AIM OF THE EXERCISE: Task for the listing below: copy it out in full, exactly.

--- START ---

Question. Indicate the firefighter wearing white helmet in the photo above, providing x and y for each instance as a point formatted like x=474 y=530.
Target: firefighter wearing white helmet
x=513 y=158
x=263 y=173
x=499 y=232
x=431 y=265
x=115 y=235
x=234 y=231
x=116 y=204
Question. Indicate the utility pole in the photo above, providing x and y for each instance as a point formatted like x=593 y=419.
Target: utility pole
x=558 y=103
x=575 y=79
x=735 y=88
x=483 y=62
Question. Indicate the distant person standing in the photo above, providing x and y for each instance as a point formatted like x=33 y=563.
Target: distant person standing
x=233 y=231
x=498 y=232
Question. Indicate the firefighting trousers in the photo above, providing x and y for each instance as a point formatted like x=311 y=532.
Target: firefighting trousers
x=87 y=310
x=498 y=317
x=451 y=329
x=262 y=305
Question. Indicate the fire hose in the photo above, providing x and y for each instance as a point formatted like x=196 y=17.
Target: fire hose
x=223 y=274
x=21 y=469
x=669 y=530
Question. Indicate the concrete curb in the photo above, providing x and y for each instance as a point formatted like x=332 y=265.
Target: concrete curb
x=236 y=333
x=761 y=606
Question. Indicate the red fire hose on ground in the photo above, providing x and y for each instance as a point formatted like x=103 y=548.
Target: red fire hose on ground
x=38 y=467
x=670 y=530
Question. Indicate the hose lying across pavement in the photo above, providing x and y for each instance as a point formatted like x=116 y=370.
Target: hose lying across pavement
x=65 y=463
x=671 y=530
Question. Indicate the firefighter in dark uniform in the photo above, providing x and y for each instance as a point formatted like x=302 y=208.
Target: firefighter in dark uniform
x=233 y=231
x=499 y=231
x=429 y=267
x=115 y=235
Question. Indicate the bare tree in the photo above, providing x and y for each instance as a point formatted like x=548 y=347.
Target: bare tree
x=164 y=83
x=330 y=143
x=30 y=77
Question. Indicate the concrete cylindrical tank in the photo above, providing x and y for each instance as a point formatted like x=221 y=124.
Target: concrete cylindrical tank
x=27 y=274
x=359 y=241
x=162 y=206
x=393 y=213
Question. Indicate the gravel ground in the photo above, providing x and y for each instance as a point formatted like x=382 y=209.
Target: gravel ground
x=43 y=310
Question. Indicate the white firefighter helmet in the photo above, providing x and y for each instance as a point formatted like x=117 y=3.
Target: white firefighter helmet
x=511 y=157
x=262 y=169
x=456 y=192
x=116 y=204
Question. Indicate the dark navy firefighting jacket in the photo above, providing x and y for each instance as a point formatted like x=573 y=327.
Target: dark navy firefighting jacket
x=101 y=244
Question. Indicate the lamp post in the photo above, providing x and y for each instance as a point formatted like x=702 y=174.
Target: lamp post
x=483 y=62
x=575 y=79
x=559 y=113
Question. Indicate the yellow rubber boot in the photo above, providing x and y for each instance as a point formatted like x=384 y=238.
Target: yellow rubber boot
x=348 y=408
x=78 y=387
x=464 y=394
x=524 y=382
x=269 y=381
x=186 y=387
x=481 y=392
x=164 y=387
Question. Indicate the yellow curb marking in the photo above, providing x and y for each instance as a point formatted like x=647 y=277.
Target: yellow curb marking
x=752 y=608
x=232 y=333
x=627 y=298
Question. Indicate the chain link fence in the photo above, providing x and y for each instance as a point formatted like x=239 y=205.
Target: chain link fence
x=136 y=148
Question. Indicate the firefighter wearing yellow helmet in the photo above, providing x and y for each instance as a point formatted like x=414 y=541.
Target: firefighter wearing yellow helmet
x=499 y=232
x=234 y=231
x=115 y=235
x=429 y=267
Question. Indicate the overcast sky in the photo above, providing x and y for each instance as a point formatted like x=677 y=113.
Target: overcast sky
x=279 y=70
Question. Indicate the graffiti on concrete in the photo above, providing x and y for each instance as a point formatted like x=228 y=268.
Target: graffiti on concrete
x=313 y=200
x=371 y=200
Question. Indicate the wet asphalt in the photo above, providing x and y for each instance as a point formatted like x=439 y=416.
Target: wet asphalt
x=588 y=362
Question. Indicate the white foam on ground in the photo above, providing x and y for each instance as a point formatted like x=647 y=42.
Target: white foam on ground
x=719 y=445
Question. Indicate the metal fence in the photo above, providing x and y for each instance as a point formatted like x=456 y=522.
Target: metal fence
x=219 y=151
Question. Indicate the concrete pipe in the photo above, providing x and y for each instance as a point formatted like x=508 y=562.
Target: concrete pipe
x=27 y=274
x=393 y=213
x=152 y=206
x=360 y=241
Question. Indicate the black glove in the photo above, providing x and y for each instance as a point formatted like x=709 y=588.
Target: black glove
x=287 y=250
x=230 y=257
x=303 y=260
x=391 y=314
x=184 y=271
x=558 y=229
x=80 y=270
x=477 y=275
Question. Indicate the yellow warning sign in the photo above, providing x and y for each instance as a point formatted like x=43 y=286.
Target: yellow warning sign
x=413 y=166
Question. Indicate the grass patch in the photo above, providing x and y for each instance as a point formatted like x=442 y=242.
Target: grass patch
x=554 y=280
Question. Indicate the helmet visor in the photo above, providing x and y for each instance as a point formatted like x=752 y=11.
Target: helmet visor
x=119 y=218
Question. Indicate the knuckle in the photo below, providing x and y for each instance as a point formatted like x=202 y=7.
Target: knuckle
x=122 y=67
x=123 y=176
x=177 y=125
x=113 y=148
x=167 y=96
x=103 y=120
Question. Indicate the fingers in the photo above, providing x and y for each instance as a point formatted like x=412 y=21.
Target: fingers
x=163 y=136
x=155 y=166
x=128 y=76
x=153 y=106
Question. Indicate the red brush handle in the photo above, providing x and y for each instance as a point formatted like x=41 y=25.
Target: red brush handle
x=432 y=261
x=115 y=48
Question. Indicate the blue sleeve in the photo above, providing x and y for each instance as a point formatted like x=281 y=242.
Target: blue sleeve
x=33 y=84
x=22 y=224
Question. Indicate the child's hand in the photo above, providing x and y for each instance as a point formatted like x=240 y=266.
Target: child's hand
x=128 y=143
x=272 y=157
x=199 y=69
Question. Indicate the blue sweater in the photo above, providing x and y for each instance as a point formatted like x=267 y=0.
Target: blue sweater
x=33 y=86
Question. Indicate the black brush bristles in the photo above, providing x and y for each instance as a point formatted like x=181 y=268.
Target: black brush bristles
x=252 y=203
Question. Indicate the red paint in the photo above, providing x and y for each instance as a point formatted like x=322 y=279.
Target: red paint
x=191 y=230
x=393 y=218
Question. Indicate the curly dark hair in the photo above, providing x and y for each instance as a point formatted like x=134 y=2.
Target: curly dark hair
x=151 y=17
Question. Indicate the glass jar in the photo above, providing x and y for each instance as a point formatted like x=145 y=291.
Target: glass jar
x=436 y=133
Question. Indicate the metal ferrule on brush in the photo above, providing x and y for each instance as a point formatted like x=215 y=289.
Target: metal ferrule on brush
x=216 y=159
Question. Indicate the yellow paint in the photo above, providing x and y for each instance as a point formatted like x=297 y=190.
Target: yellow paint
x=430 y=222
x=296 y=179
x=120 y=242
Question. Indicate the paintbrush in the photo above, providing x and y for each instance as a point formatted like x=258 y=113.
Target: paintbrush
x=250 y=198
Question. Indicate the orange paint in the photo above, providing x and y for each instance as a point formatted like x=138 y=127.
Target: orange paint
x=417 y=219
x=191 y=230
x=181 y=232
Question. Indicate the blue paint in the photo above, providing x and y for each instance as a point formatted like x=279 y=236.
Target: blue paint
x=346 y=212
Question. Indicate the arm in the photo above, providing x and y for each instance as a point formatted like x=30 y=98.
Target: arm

--- END ---

COMPLETED EXERCISE:
Question. Indicate the firefighter wearing white helmet in the photo above, providing x and y for each instance as a point formatted like x=474 y=530.
Target: firefighter wearing white helmet
x=513 y=158
x=263 y=173
x=499 y=232
x=431 y=265
x=115 y=235
x=234 y=231
x=116 y=204
Question. Indicate the utility pole in the photo above, providing x and y for each instance as a point formatted like x=593 y=419.
Target: utility pole
x=558 y=103
x=575 y=79
x=735 y=88
x=483 y=62
Question. Indicate the distant person standing in the photo above, providing x and y for each instance as a point formatted like x=33 y=563.
Target: distant person standing
x=233 y=231
x=498 y=232
Question. Indicate the firefighting trousers in the photo above, providing x and y for each instance as a point formatted like x=311 y=532.
Target: firefighting trousers
x=87 y=310
x=498 y=317
x=451 y=329
x=262 y=305
Question. Indicate the fire hose in the photo above, providing x and y for each instance as a point formatted like x=196 y=17.
Target: fire hose
x=223 y=274
x=21 y=469
x=669 y=530
Question. Indicate the concrete curb in the photo above, providing x and y for each instance as a point formatted like x=332 y=265.
Target: concrete curb
x=236 y=333
x=761 y=606
Question. Indicate the red fire hose on ground in the photo above, providing x and y for each instance as a point formatted like x=103 y=548.
Target: red fire hose on ground
x=38 y=467
x=670 y=530
Question. Indicate the hose lying across pavement in the photo above, providing x and y for each instance as a point formatted like x=116 y=370.
Target: hose lying across pavement
x=65 y=463
x=671 y=530
Question. Indicate the firefighter in dark uniform in the photo above, providing x and y for each instance as a point formatted like x=302 y=208.
Target: firefighter in dark uniform
x=233 y=231
x=499 y=231
x=429 y=267
x=115 y=235
Question. Indicate the bare tree in the photo above, providing x and y for each instance as a point formatted like x=548 y=347.
Target: bare tree
x=164 y=83
x=330 y=143
x=30 y=77
Question. Indicate the concrete cylindrical tank in the photo above, providing x and y for each instance as a point formatted like x=221 y=124.
Target: concrete cylindrical tank
x=27 y=274
x=359 y=241
x=162 y=206
x=393 y=213
Question. Indicate the gravel ground in the photo above, providing x and y for each instance as a point formatted like x=382 y=209.
Target: gravel ground
x=43 y=310
Question. Indicate the white firefighter helmet in the photo above, providing x and y for each instance as a point formatted like x=117 y=3.
Target: white firefighter helmet
x=511 y=157
x=262 y=169
x=456 y=192
x=116 y=204
Question. Indicate the dark navy firefighting jacket in the photo above, providing x and y for each instance as a point formatted like x=573 y=327.
Target: dark navy firefighting jacket
x=101 y=244
Question. Indicate the lamp post in the photo above, providing x and y for each instance as a point formatted like x=702 y=174.
Target: lamp post
x=483 y=62
x=575 y=79
x=559 y=113
Question. Indicate the yellow rubber boot in the photo above, providing x and y for each instance as a point formatted like x=384 y=238.
Target: yellow rubber boot
x=348 y=408
x=78 y=387
x=464 y=394
x=524 y=382
x=269 y=381
x=186 y=387
x=481 y=392
x=164 y=387
Question. Indicate the yellow curb marking in the photo above, providing x and y for each instance as a point formatted like x=647 y=277.
Target: yellow curb marking
x=752 y=608
x=232 y=333
x=627 y=298
Question. Indicate the chain link fence in the photo above, providing x and y for each instance as a point formatted like x=239 y=205.
Target: chain link fence
x=136 y=148
Question. Indicate the firefighter wearing yellow helmet in the photo above, providing x and y for each instance as a point formatted like x=414 y=541.
Target: firefighter wearing yellow helmet
x=499 y=232
x=234 y=231
x=115 y=235
x=429 y=267
Question. Indicate the overcast sky in the photo above, providing x and y for each instance as a point formatted like x=677 y=113.
Target: overcast sky
x=279 y=70
Question. Indicate the graffiti on concrete in the photo above, providing x and y for each instance as a point formatted like x=228 y=268.
Target: graffiti on concrete
x=313 y=200
x=371 y=200
Question. Indicate the wet asphalt in the photo above, providing x and y for each instance as a point formatted like x=439 y=416.
Target: wet asphalt
x=588 y=362
Question. Indicate the white foam on ground in the photo above, providing x and y for each instance as a point formatted like x=647 y=42.
Target: white foam on ground
x=719 y=445
Question. Indicate the metal fence in the photo above, providing x and y for each instance as a point formatted like x=456 y=522.
Target: metal fence
x=219 y=151
Question. Indicate the concrete pipe in the photo above, providing x and y for each instance as a point formatted like x=508 y=562.
Target: concrete pipe
x=27 y=274
x=393 y=213
x=152 y=206
x=360 y=241
Question. Indicate the black glove in the photo above, providing x and y for each instance as a point formatted like x=709 y=588.
Target: black glove
x=287 y=250
x=230 y=257
x=303 y=260
x=391 y=314
x=184 y=271
x=558 y=229
x=80 y=270
x=477 y=275
Question. Indicate the yellow warning sign in the photo above, providing x and y for each instance as a point formatted like x=43 y=286.
Target: yellow warning sign
x=413 y=166
Question. Indicate the grass patch in the photo above, providing x and y for each instance as a point formatted like x=442 y=242.
Target: grass patch
x=554 y=280
Question. Indicate the helmet visor in the photo above, providing x and y for each instance as a point formatted like x=752 y=11.
Target: helmet visor
x=119 y=218
Question. Indicate the knuckle in the photo below, providing x and y for each instance as a point formatted like x=202 y=7.
Target: knuckle
x=122 y=67
x=123 y=176
x=177 y=125
x=113 y=148
x=167 y=96
x=103 y=120
Question. Indicate the fingers in the photo above, providing x and y for each instance as a point formatted like x=412 y=21.
Target: fingers
x=163 y=136
x=155 y=166
x=128 y=76
x=153 y=106
Question. Indicate the red brush handle in the photo above, providing x and y for each instance as a point formatted like x=41 y=25.
Target: red brush handle
x=432 y=261
x=115 y=48
Question. Indicate the blue sleeve in the photo above, providing x and y for each instance as a point formatted like x=281 y=242.
Target: blue sleeve
x=33 y=84
x=22 y=224
Question. Indicate the child's hand in the photo above, providing x and y for each instance as a point formatted like x=240 y=266.
Target: child's hand
x=128 y=143
x=272 y=157
x=199 y=69
Question. Indicate the blue sweater in the photo above, providing x and y for each instance as a point formatted like x=267 y=0.
Target: blue sweater
x=33 y=86
Question. Indicate the black brush bristles in the photo above, providing x and y for each instance as a point formatted like x=181 y=268.
Target: black brush bristles
x=252 y=203
Question. Indicate the red paint in the photo above, providing x and y for each instance as a point formatted like x=322 y=279.
Target: red paint
x=191 y=230
x=393 y=218
Question. Indicate the curly dark hair in the photo above, providing x and y for each instance as a point formatted like x=134 y=2.
Target: curly dark hair
x=151 y=17
Question. Indicate the glass jar in the photo above, providing x and y for each instance as a point formatted like x=145 y=291.
Target: glass jar
x=436 y=133
Question. Indicate the metal ferrule on brush in the photo above, providing x and y for each instance as a point formatted like x=215 y=289.
Target: metal ferrule on brush
x=216 y=159
Question. Indicate the yellow paint in the photo above, providing x and y for each instance as a point formatted like x=297 y=190.
Target: yellow paint
x=430 y=222
x=296 y=179
x=120 y=242
Question. Indicate the paintbrush in the photo above, providing x and y for each instance as a point formatted like x=258 y=113.
Target: paintbrush
x=250 y=198
Question. Indicate the orange paint in the photo above, providing x and y for each instance as a point formatted like x=138 y=127.
Target: orange paint
x=417 y=219
x=191 y=230
x=181 y=232
Question. Indicate the blue paint in the photo above, providing x and y for each instance as a point formatted like x=279 y=236.
Target: blue paint
x=346 y=212
Question. Indicate the arm in the photo above, providing x and y for each instance as a point formatted like x=30 y=98.
Target: arm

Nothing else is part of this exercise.